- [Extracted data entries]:
***

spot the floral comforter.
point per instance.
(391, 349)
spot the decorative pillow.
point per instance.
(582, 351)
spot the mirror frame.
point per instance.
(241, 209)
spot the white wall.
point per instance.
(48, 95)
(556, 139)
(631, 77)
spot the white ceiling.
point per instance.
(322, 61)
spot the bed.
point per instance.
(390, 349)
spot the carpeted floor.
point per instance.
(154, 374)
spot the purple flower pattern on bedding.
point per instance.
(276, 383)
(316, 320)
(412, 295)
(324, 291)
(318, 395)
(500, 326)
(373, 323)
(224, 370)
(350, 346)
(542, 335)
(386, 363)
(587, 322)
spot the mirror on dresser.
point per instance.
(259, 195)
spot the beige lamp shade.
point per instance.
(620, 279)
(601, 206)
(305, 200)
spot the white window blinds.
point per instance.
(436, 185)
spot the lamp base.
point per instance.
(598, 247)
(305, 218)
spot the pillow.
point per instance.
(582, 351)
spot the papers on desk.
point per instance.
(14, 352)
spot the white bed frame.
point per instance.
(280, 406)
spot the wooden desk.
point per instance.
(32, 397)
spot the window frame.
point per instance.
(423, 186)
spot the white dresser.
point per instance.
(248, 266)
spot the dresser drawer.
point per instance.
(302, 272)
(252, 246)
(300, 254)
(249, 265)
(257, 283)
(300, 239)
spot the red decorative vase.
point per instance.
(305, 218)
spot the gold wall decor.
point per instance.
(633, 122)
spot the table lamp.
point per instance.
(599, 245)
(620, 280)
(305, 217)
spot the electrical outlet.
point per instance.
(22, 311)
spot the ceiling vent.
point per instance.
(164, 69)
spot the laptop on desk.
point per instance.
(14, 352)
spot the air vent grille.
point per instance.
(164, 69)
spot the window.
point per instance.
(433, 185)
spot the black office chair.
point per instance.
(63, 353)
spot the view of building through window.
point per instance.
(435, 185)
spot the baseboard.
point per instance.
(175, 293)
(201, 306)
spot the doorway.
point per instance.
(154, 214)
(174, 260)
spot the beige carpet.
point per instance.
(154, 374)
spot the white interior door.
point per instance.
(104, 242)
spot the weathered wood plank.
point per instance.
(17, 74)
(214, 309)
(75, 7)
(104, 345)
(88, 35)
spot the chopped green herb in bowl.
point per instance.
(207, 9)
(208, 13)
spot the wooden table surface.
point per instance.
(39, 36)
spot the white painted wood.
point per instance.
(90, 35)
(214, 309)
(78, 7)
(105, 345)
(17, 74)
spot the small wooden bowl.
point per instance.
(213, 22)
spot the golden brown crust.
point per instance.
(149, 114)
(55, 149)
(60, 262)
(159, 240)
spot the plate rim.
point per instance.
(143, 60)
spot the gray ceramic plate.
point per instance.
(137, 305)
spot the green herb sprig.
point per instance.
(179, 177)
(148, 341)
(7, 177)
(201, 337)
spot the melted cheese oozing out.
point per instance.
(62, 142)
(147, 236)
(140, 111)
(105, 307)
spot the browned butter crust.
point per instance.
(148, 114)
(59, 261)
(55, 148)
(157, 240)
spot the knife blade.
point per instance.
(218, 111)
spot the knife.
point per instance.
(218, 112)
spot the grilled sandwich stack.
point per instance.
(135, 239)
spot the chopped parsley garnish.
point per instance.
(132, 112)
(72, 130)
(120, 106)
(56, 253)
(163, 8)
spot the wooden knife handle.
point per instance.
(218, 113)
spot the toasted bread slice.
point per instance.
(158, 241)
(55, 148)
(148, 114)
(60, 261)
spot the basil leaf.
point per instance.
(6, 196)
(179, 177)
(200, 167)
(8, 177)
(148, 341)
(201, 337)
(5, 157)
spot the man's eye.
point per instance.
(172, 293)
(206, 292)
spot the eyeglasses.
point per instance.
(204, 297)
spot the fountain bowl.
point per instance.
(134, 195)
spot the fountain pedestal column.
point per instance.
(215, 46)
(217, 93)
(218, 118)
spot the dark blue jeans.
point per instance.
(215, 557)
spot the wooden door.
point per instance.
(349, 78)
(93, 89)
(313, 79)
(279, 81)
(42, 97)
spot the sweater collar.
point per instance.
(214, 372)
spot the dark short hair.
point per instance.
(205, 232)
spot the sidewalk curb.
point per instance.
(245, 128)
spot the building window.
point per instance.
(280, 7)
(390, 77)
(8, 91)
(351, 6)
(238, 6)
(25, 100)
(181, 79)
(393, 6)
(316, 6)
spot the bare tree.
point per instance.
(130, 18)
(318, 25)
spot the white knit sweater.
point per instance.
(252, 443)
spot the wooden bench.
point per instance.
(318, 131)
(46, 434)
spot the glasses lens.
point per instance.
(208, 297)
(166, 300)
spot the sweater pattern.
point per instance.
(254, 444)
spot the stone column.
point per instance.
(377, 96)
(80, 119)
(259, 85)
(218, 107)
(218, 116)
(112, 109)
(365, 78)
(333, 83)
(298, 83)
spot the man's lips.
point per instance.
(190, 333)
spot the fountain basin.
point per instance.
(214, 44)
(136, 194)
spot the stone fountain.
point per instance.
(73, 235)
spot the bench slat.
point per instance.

***

- [PROBLEM STATEMENT]: Rewrite the records above, beginning with the line containing "spot the stone fountain." and continuing through the end of the records, including the requests, and adjust every coordinate in the answers by -105.

- [ANSWER TO THE TASK]:
spot the stone fountain.
point per instance.
(-32, 130)
spot the bench slat.
point per instance.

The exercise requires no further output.